Point localization data:
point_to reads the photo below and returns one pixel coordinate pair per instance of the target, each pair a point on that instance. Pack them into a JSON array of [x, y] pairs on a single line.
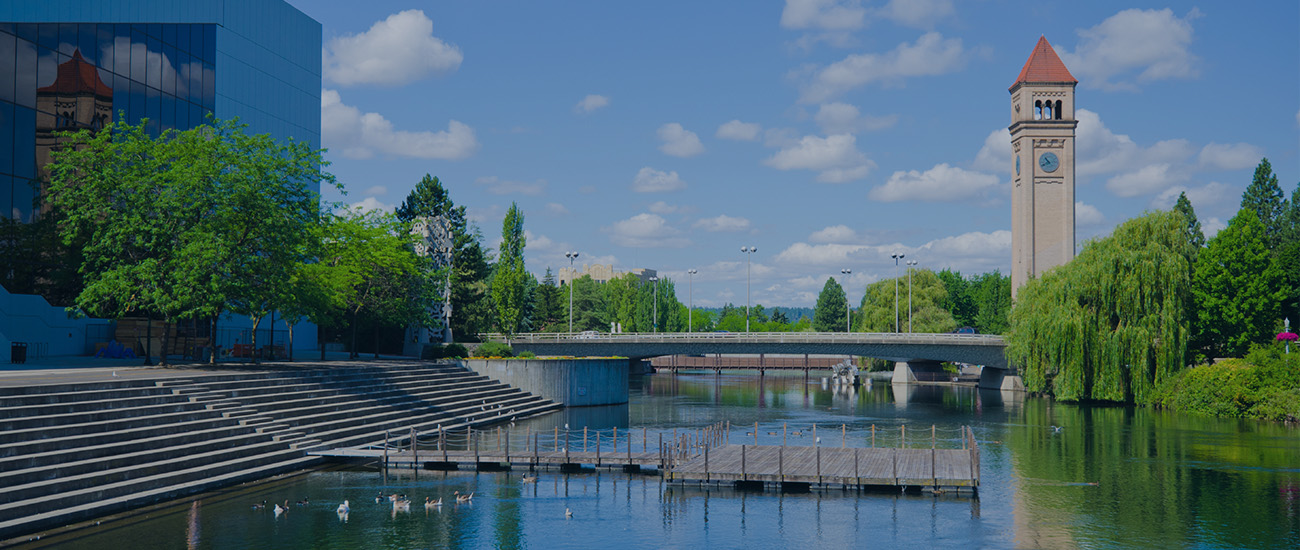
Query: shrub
[[492, 349]]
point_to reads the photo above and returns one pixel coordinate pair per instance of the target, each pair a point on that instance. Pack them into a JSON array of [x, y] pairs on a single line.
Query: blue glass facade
[[69, 64]]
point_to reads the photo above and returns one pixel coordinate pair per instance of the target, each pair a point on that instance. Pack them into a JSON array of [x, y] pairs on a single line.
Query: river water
[[1110, 477]]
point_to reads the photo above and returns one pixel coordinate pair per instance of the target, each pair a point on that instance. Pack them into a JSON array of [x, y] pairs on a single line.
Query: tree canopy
[[1110, 324]]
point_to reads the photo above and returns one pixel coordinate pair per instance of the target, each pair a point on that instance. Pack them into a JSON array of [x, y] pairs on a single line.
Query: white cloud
[[1230, 156], [654, 181], [362, 135], [823, 14], [1134, 46], [737, 130], [662, 208], [395, 51], [917, 13], [498, 186], [930, 55], [996, 152], [939, 183], [836, 157], [835, 234], [723, 224], [369, 204], [590, 103], [646, 230], [679, 141], [1087, 215], [845, 118], [1147, 180]]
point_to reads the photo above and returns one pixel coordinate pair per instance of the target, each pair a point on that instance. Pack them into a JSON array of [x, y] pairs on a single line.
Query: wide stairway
[[74, 451]]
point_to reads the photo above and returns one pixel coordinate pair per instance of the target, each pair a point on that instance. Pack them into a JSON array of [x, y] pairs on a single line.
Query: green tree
[[1265, 198], [471, 312], [831, 312], [508, 285], [1238, 288], [1110, 324]]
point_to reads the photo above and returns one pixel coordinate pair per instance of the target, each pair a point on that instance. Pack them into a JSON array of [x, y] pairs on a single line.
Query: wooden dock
[[694, 457]]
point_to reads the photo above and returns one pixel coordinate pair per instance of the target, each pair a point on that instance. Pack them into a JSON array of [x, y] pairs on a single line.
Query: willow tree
[[1112, 324]]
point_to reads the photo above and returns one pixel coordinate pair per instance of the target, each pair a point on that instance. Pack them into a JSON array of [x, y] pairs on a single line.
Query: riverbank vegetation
[[1125, 317]]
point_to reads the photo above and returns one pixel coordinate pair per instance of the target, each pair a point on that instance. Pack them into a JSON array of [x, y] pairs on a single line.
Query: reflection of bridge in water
[[914, 353]]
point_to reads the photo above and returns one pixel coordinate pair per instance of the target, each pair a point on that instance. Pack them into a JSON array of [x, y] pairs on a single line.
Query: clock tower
[[1043, 177]]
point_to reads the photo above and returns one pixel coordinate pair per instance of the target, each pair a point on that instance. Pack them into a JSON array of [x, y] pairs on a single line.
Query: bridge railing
[[592, 337]]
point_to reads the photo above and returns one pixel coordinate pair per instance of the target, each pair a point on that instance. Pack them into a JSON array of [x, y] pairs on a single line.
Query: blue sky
[[828, 134]]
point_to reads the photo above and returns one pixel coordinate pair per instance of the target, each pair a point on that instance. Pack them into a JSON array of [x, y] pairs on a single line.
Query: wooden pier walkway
[[696, 457]]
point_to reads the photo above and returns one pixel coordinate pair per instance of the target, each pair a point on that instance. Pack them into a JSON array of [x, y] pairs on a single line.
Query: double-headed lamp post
[[848, 325], [690, 297], [571, 256], [896, 256], [749, 251], [655, 301], [910, 265]]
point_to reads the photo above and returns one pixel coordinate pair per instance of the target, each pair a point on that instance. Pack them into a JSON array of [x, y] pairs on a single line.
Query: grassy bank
[[1262, 385]]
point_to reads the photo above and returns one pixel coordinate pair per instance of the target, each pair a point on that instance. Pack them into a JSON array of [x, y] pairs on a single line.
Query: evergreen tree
[[508, 280], [1265, 198], [831, 312], [1238, 288]]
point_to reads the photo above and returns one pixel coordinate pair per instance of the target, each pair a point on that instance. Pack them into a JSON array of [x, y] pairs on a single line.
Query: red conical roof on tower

Task to carry out: Leave the pictures aside and output each entry exactly as it stands.

Result of this exercise:
point_to reads the photo below and returns one pixel coordinate pair per instance of the target, each pair a point on that instance. Pack them into a JSON array of [x, y] pairs on a single line.
Query: shrub
[[492, 349]]
point_to reads the photo above and returns one pixel coordinate pair per instance of the target, each pair a point on that instance. Pack them into a JSON array of [x, y] pairs on a single line.
Query: blue glass facade
[[69, 64]]
point_to reads the photo above and returns one pixel coordinate pair per instance of the target, each pair a point on that instance. Pack them into a JSON array of [x, y] pairs on a single line.
Query: river water
[[1110, 477]]
point_to reads the photo above and returns one pixel coordinate pair per instance of the target, each pair a point on that instance. Pack them into a JSON array of [x, y] pairs on a single line.
Query: tree canopy
[[1110, 324]]
point_to reads the photo above and returns one pixel coordinate pair per instance of the target, each pair a point on that instance. Pack them into a JSON array of [x, y] pairs on a single line.
Query: white cloud
[[1230, 156], [654, 181], [362, 135], [823, 14], [1134, 46], [737, 130], [662, 208], [395, 51], [917, 13], [498, 186], [930, 55], [996, 152], [939, 183], [836, 157], [835, 234], [723, 224], [369, 204], [590, 103], [646, 230], [679, 141], [1087, 215], [845, 118], [1147, 180]]
point_to reads the photo above and returns one pixel coordinate pair per instance of the target, each pair a point on that instance. Pack them into a JSON array of [x, y] pairs on a single line.
Query: wide stairway
[[74, 451]]
point_to reads the photo above and returns one pixel coordinate pair per instance of the target, each pair a point on that instance. Pack them into a JSON array of [x, y] pairs on a single line.
Query: green tree
[[1265, 198], [471, 312], [831, 312], [508, 285], [1238, 288], [1110, 324]]
point_to reads the photo above and returns one pixel coordinate pair per instance of the target, each pair a point on that instance. Pack them into a JSON array of [x, y] pairs on a single line.
Query: wooden dock
[[694, 457]]
point_to reads the photo above and returns one pixel coordinate pair per instance of the target, each pair a point on that instance. Pack them into a JSON array of [x, y] pairs on a single line.
Query: willow tree
[[1112, 324]]
point_to reads the photo above and returns one pixel coordinate pair per instance of the target, each pair a point on that instance. Pack them into a JSON array of [x, y] pairs on a single line.
Query: riverbank vegetation
[[1125, 317]]
point_to reads the photo above and returns one pixel coordinate pair per instance of the target, each pair a point on that instance. Pack them into a JSON array of [x, y] pairs on a single line.
Query: reflection of bridge in water
[[914, 353]]
point_to reads the photo above and returns one pixel coordinate pair per instance of the target, each pair a point on that instance. Pack them into a JSON array of [x, y] pairs on a single line.
Query: clock tower
[[1043, 177]]
point_to reads the photo above and returns one pixel coordinate pair per instance of the target, each pair a point on that instance. Pack them into a JSON array of [x, y] pairs on a single line.
Query: bridge railing
[[592, 337]]
point_to reads the photo above and returns one pixel coordinate pair per instance of the target, each pair a point on that instance. Pack them into a JSON array of [x, y] pairs on a single line.
Query: blue sky
[[828, 134]]
point_to reads the photo above and returns one pixel coordinate pair per instance of the target, each pair a point on that instance. Pack them into a JSON array of [x, y] pairs on a single line.
Query: wooden pier walkway
[[696, 457]]
point_to reads the photo above and returns one pixel coordinate pair per instance of the target, each pair a point on that instance. Pack them into a JSON array of [x, y] pairs on a single line.
Query: double-headed lamp post
[[848, 325], [690, 297], [571, 256], [896, 256], [749, 251], [655, 301], [910, 265]]
point_to reads the photo above and returns one pixel coordinate pair per instance of the target, each pair a point on that instance. Pack them into a JSON array of [x, y] pairs on a single line.
Query: grassy bank
[[1262, 385]]
point_to reads the photo above and returns one pixel coordinate pair per instance of the target, each pair a point on that instance. Pack them into a JSON array of [x, y] pairs on a single line.
Query: evergreen tree
[[508, 280], [1265, 198], [831, 312], [1238, 288]]
point_to reads the photo above and returns one pixel coordinate pair per instance of the target, each pair a point on that instance. Pack them into a JSON array of [x, y] pairs on a single line.
Query: red conical roof on tower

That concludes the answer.